» **WORK INSTRUCTION**: For the word "tripod", report how many lines of the records below contain it, and nothing more.

━━ GIVEN RECORDS

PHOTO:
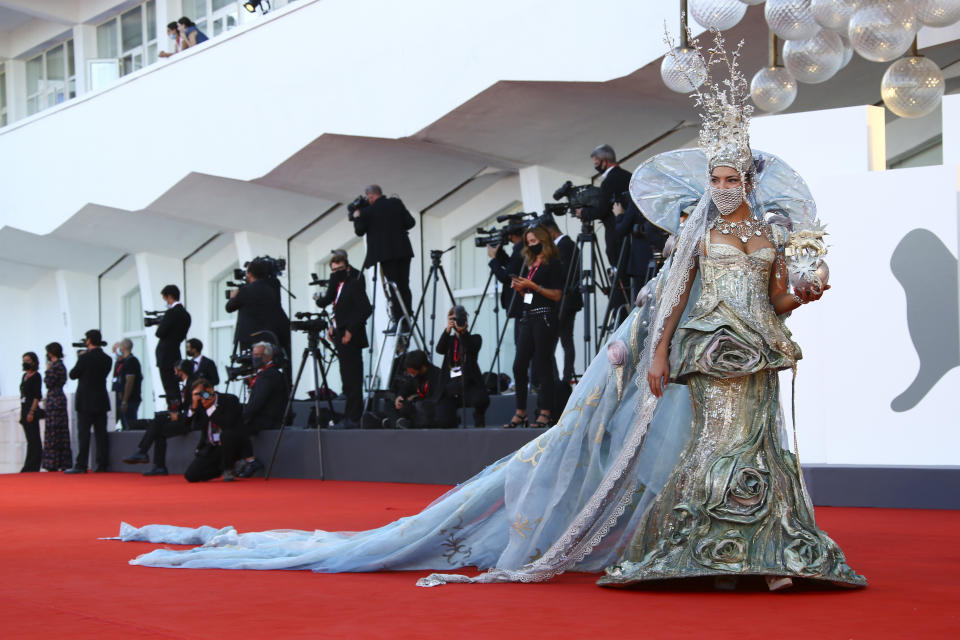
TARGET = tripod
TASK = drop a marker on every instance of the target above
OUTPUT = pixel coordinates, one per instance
(584, 273)
(614, 313)
(312, 351)
(433, 277)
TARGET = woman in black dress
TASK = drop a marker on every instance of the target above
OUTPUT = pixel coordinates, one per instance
(31, 392)
(56, 432)
(540, 288)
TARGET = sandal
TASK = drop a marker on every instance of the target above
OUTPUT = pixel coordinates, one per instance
(514, 423)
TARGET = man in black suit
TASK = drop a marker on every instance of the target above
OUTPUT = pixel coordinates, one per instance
(171, 331)
(645, 239)
(127, 380)
(258, 307)
(264, 408)
(416, 403)
(92, 402)
(572, 299)
(351, 308)
(175, 422)
(460, 372)
(385, 222)
(203, 367)
(615, 181)
(217, 417)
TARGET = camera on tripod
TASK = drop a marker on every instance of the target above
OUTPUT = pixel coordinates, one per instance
(152, 318)
(310, 322)
(578, 196)
(494, 236)
(359, 203)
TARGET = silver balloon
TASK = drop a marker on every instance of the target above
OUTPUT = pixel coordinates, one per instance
(882, 30)
(721, 14)
(937, 13)
(815, 60)
(773, 89)
(833, 14)
(912, 87)
(679, 69)
(791, 19)
(847, 50)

━━━━

» **ANSWER TO THIS EXERCISE**: 2